Each crawl produces a .crawl file in NDJSON format - one JSON object per line, one line per page.

Step 3: Inspect what you collected

Before processing, review what the crawl captured:

crawler info docs-example-com.crawl

This shows total pages crawled, status code distribution, and response time statistics. Pay attention to:

  • 200 OK pages - These contain usable content. Everything else is noise.
  • Word count distribution - Pages with fewer than 100 words are likely stubs or navigation shells.
  • Redirect chains - Redirected pages rarely carry useful content for training.

Step 4: Export to JSON

Export the crawl data to a structured JSON file:

crawler export docs-example-com.crawl --format json --output raw-dataset.json

The JSON output includes each page’s URL, title, meta description, status code, response time, and extracted Markdown content. This structured format is what your preprocessing scripts will consume.

Step 5: Filter and clean the dataset

Not every crawled page belongs in your training data. Write a preprocessing script to filter and clean the exported JSON. Here are the key filters:

Remove low-value pages

import json
with open("raw-dataset.json") as f:
pages = json.load(f)
filtered = [
page for page in pages
if page.get("status_code") == 200
and page.get("word_count", 0) >= 150
and page.get("markdown") # has extracted content
]
print(f"Kept {len(filtered)} of {len(pages)} pages")

Pages with fewer than 150 words rarely contain enough substance to produce meaningful training signal. Error pages and redirects add nothing but noise.

Deduplicate content

Many sites serve identical content at multiple URLs. Deduplicate by comparing the extracted Markdown:

seen_content = set()
unique_pages = []
for page in filtered:
content_hash = hash(page["markdown"].strip())
if content_hash not in seen_content:
seen_content.add(content_hash)
unique_pages.append(page)
print(f"Removed {len(filtered) - len(unique_pages)} duplicates")

Normalize formatting

Strip inconsistent whitespace, fix broken Unicode, and standardize heading levels so the model sees consistent formatting:

import re
def normalize(text):
# Collapse multiple blank lines
text = re.sub(r'\n{3,}', '\n\n', text)
# Strip trailing whitespace per line
text = '\n'.join(line.rstrip() for line in text.split('\n'))
return text.strip()

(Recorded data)
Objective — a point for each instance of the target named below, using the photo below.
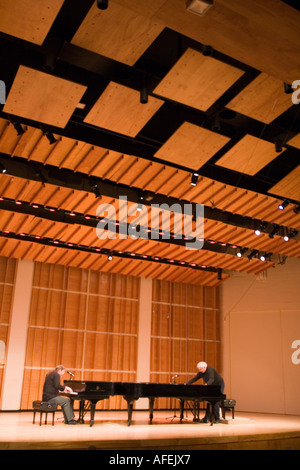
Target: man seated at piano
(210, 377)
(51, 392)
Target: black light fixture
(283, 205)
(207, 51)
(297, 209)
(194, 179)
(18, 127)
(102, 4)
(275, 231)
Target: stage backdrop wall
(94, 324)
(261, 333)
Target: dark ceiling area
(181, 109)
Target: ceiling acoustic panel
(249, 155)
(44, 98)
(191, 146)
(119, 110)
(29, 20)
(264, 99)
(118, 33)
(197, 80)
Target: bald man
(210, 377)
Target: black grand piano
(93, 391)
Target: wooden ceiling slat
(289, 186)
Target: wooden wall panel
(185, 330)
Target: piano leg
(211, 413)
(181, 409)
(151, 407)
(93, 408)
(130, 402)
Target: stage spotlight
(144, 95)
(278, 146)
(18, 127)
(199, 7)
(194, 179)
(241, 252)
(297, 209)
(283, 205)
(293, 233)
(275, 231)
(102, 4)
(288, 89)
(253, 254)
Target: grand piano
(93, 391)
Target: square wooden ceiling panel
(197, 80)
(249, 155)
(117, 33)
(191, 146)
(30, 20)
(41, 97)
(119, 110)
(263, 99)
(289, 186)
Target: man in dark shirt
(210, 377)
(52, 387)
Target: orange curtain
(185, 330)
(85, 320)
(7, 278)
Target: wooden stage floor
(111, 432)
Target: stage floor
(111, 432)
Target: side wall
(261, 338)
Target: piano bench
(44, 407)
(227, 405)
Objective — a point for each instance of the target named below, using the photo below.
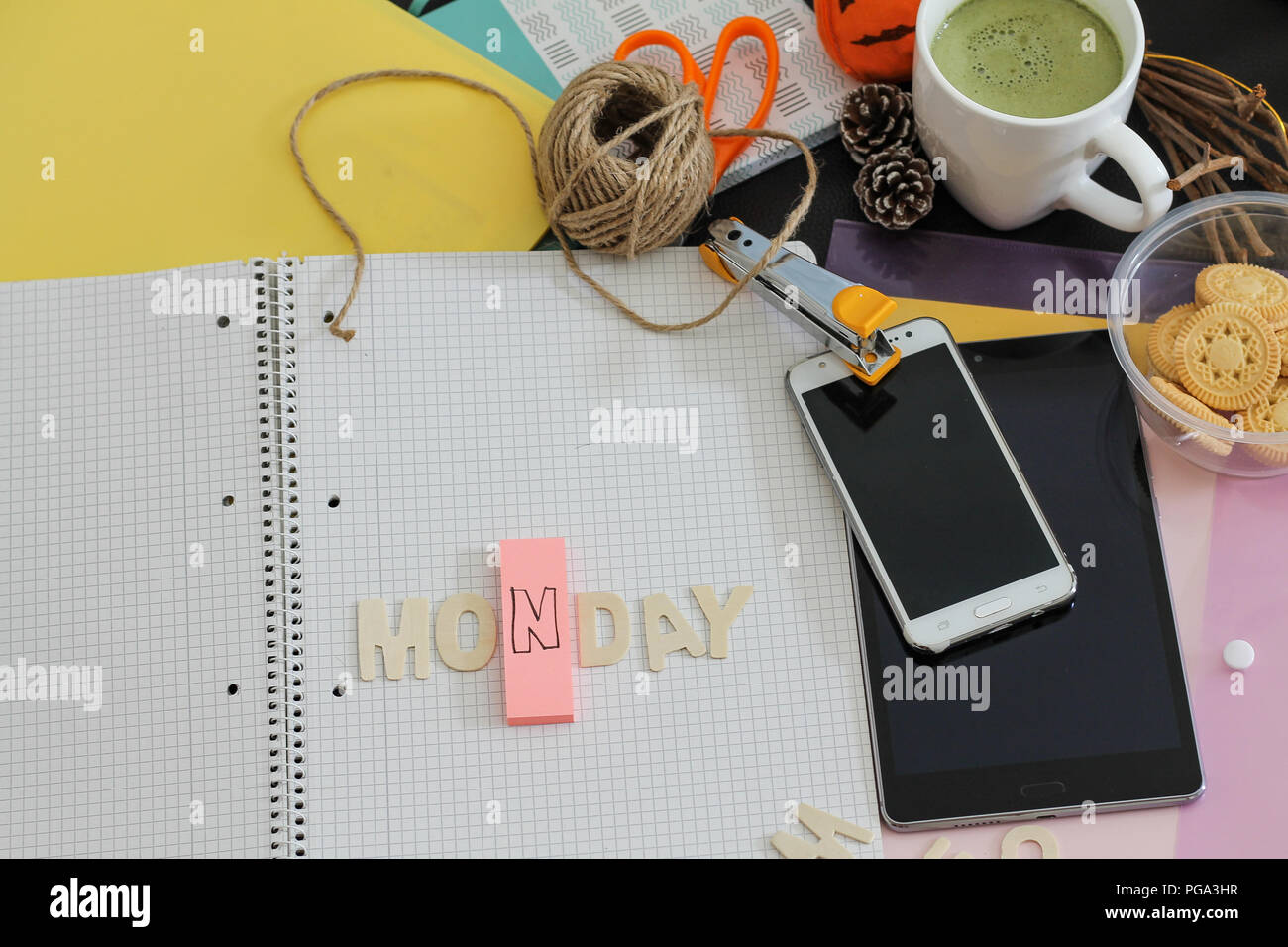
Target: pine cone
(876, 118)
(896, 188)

---

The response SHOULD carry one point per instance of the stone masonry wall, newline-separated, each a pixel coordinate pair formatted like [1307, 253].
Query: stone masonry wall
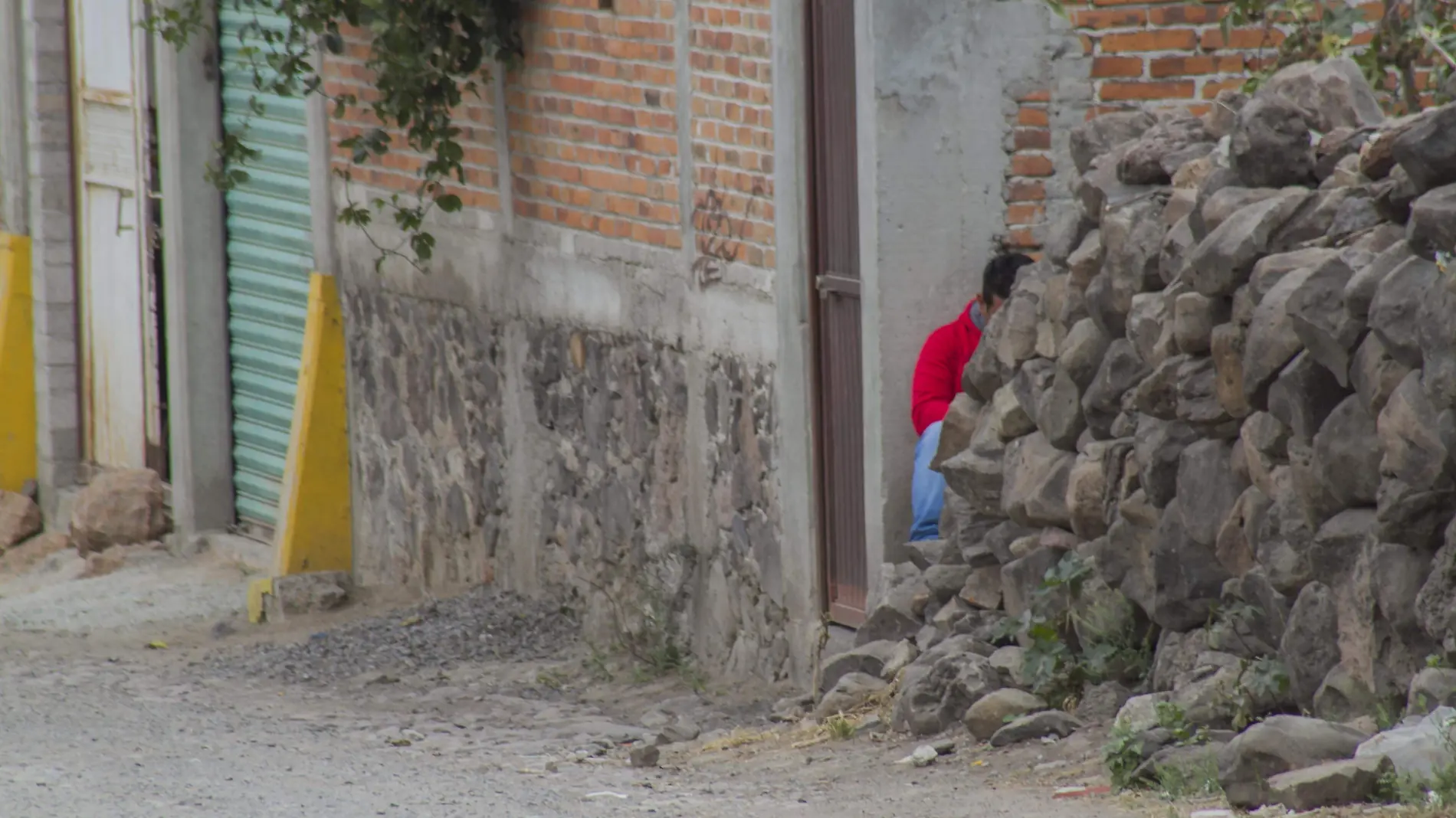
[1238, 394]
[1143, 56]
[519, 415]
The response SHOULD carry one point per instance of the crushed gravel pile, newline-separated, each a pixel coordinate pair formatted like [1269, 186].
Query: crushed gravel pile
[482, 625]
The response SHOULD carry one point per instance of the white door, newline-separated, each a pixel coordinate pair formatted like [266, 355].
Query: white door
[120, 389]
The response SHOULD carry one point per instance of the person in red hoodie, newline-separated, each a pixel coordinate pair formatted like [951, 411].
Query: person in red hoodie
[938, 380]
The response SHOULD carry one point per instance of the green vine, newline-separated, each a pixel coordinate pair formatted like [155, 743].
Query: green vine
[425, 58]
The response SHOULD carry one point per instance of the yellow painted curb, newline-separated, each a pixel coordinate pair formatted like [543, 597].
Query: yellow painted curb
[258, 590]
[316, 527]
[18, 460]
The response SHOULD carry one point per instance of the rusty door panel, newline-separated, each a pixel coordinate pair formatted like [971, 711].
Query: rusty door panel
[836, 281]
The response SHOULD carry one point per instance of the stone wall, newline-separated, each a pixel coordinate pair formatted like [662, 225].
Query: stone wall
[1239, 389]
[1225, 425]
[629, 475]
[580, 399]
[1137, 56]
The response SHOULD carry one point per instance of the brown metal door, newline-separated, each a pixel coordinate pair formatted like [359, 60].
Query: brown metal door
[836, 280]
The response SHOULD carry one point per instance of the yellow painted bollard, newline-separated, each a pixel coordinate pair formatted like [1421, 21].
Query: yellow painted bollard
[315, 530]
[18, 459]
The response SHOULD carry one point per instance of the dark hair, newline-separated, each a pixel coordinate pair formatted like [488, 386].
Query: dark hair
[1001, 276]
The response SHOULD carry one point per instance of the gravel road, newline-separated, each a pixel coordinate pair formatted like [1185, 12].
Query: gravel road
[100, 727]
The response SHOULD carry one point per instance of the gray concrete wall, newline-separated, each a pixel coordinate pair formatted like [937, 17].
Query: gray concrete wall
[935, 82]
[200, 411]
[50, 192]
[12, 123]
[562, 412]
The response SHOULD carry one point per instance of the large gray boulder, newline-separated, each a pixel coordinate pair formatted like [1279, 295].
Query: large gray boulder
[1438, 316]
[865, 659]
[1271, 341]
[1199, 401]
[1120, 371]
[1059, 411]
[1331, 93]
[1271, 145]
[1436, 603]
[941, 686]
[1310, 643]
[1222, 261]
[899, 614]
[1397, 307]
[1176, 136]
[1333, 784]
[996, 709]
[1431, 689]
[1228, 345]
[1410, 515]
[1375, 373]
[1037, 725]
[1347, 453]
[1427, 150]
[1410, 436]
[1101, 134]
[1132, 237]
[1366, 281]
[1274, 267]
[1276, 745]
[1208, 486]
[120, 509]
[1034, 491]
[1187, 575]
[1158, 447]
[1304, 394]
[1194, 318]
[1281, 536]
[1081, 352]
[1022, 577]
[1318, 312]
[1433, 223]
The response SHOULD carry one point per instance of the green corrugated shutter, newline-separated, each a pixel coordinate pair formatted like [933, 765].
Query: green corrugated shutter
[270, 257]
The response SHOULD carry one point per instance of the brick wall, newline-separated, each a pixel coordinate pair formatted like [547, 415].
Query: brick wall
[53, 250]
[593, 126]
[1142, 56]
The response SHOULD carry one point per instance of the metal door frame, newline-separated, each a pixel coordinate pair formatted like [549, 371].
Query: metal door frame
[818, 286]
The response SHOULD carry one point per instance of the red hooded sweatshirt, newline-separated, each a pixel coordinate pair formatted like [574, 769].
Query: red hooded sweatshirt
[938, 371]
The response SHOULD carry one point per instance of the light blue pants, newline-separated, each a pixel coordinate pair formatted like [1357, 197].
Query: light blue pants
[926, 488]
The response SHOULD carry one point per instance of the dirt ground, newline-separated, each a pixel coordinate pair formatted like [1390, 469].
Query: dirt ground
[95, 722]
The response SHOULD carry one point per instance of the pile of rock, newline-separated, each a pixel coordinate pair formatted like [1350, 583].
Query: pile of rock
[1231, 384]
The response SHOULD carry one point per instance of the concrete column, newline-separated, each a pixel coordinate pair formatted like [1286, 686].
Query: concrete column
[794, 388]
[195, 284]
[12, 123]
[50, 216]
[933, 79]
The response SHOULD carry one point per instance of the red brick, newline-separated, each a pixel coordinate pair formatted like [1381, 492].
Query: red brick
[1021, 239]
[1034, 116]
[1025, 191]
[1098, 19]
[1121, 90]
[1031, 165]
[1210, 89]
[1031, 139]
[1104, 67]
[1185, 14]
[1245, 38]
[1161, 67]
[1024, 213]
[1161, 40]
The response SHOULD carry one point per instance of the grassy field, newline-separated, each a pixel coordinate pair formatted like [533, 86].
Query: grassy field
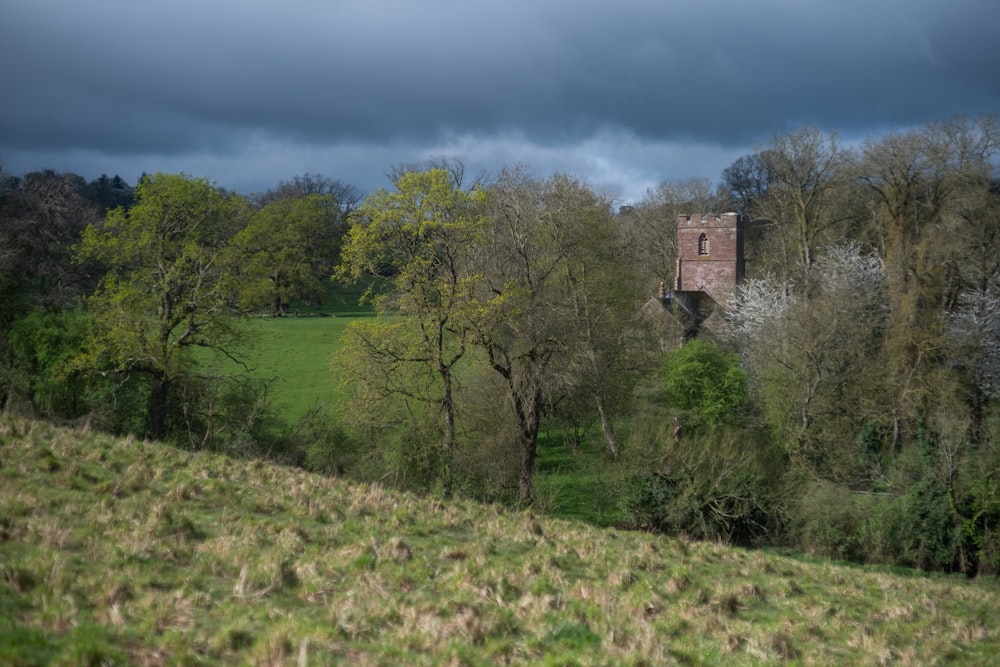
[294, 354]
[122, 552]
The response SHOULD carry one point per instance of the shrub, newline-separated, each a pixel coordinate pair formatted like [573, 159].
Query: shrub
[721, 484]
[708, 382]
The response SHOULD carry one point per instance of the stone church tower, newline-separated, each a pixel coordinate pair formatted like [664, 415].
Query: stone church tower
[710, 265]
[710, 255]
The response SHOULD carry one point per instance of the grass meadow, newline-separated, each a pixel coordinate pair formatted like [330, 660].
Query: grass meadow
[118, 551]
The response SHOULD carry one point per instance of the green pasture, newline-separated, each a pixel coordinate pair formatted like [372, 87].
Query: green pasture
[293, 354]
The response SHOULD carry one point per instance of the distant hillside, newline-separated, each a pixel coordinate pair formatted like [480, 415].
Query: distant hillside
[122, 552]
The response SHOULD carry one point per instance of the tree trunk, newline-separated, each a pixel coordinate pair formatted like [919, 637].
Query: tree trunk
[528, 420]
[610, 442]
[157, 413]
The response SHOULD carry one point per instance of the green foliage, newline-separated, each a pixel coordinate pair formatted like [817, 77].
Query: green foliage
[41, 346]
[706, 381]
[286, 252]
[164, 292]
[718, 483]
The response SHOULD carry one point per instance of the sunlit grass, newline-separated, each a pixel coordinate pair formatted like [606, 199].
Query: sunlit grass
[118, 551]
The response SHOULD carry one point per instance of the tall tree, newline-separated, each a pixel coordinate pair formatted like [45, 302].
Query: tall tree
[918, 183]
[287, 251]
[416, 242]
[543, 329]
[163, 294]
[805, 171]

---

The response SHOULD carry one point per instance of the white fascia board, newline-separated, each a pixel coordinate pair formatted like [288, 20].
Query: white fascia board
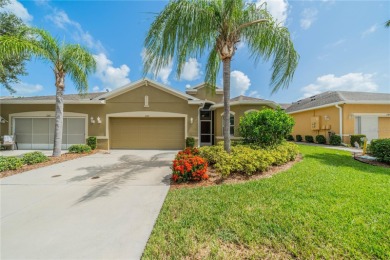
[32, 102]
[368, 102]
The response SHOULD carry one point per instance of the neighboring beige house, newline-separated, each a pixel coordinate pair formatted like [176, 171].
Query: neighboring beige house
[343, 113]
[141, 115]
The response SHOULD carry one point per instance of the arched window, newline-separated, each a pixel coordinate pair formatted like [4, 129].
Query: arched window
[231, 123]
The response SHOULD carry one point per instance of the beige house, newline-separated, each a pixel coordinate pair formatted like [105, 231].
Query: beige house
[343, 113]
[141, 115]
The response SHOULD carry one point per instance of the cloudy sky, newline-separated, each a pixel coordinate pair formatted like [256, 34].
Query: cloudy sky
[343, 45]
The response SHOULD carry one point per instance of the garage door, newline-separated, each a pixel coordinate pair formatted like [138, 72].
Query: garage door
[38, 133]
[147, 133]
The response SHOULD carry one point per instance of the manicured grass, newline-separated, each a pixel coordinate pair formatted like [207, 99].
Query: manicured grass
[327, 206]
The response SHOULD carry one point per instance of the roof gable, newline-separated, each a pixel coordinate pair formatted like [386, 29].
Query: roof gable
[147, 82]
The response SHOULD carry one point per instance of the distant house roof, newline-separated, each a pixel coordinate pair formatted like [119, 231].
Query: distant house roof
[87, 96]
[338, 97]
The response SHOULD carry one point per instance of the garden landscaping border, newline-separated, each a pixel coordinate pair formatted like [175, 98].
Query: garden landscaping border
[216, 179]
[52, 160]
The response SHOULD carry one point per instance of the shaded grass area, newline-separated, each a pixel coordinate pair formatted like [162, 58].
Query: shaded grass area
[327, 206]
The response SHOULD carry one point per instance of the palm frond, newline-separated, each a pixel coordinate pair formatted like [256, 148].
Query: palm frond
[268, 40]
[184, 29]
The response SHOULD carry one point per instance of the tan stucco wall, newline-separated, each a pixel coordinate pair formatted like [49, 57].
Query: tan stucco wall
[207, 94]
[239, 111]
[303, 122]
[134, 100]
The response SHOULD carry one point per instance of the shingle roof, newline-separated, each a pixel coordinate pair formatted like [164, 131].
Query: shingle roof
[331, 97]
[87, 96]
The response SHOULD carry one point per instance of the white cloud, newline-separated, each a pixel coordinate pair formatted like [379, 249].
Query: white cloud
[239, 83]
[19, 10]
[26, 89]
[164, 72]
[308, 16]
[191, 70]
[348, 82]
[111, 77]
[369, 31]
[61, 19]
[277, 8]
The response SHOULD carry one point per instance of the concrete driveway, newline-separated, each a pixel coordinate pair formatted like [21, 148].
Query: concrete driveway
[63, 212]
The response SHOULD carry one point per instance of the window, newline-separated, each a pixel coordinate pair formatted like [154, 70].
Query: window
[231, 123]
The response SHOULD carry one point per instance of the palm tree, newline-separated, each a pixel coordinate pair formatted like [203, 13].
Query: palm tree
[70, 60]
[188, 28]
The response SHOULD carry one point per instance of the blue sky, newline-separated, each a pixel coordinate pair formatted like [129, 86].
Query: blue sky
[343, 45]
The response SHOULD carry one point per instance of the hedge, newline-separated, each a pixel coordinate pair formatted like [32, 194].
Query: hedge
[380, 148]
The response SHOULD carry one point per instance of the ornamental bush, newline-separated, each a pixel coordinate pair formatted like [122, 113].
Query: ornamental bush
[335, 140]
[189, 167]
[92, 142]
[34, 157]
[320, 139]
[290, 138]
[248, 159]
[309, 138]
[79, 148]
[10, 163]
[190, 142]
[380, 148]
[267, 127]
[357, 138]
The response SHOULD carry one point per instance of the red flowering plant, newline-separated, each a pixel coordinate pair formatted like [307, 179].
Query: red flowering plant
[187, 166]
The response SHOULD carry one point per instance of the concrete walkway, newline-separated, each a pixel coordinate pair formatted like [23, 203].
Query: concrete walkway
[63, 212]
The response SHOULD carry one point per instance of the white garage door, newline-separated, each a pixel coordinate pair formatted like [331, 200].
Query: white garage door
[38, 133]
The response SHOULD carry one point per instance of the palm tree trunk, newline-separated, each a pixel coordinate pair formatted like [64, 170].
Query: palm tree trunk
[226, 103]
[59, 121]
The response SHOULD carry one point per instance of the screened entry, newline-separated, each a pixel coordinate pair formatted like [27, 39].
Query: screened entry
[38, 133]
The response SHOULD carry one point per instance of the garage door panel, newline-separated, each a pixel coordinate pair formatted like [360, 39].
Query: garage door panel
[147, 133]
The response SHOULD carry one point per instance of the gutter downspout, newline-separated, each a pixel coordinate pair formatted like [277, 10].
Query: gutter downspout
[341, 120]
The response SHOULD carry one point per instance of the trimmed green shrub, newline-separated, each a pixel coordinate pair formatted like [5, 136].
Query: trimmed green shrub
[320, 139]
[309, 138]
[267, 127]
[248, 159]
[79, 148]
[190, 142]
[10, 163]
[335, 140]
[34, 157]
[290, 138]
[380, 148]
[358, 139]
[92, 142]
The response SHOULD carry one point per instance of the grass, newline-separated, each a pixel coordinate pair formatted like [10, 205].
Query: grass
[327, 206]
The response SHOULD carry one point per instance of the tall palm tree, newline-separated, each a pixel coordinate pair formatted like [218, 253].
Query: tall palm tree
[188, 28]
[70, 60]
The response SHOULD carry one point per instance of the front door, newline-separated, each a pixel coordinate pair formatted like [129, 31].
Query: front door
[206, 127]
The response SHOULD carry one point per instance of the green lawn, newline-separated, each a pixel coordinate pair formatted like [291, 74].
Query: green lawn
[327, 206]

▸ **Required actions**
#1 List every field that the crawl-to-dataset guide says the JSON export includes for each page.
#2 Continue the crawl-to-dataset guide from its final line of code.
The rows are separate material and have no connection to the crawl-to-dataset guide.

▸ **Responses in order**
#1 URL, title, meta description, status code, response time, extracted Markdown content

#2
for page in unique_pages:
page["markdown"] = normalize(page["markdown"])

Step 6: Segment into training chunks

RLHF works best when prompts target specific topics. Long documents should be split into focused chunks that each cover a single concept or section:

def chunk_by_headings(markdown, min_words=100):
sections = re.split(r'\n(?=## )', markdown)
chunks = []
for section in sections:
words = len(section.split())
if words >= min_words:
chunks.append(section.strip())
return chunks
all_chunks = []
for page in unique_pages:
chunks = chunk_by_headings(page["markdown"])
for chunk in chunks:
all_chunks.append({
"source_url": page["url"],
"content": chunk,
"word_count": len(chunk.split())
})
print(f"Created {len(all_chunks)} training chunks")

Splitting on H2 headings preserves the topical coherence of each section. Sections shorter than 100 words are discarded - they lack enough context to generate useful prompts.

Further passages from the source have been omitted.